- [DATA TO USE]:
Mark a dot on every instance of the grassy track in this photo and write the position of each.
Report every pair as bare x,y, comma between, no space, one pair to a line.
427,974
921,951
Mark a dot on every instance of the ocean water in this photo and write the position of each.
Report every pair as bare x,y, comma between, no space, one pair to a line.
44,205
--
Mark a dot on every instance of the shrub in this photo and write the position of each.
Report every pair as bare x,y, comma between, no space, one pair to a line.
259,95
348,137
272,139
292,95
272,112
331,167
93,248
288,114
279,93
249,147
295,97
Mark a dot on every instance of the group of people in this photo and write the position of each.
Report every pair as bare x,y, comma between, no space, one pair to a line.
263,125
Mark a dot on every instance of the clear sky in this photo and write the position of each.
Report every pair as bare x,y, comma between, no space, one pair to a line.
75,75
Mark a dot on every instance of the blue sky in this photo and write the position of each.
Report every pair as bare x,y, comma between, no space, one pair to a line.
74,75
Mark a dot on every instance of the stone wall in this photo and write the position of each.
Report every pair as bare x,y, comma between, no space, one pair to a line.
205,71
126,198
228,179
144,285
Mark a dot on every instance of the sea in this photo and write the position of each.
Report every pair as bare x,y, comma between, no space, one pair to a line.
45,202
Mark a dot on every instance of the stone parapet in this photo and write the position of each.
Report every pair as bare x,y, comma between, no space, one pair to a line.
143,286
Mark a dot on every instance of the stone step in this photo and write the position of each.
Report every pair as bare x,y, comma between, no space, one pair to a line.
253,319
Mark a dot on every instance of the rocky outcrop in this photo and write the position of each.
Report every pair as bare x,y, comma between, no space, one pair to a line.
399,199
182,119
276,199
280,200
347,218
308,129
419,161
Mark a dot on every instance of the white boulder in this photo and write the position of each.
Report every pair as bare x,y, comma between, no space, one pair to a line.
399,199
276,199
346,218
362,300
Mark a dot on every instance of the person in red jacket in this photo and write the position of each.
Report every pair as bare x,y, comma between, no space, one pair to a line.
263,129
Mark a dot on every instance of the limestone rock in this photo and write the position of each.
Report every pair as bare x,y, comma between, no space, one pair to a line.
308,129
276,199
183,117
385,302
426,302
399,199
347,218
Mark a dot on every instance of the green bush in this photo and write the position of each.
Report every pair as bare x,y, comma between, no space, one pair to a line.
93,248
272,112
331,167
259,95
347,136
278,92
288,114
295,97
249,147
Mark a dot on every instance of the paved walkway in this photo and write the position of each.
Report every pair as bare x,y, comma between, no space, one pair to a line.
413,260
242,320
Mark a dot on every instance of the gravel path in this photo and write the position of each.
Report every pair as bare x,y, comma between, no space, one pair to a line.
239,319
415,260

- [SET EXERCISE]: Please count the lines in the records above that contain the word "ocean", and reply with that number alone.

- [RESULT FOR THIS EXERCISE]: 1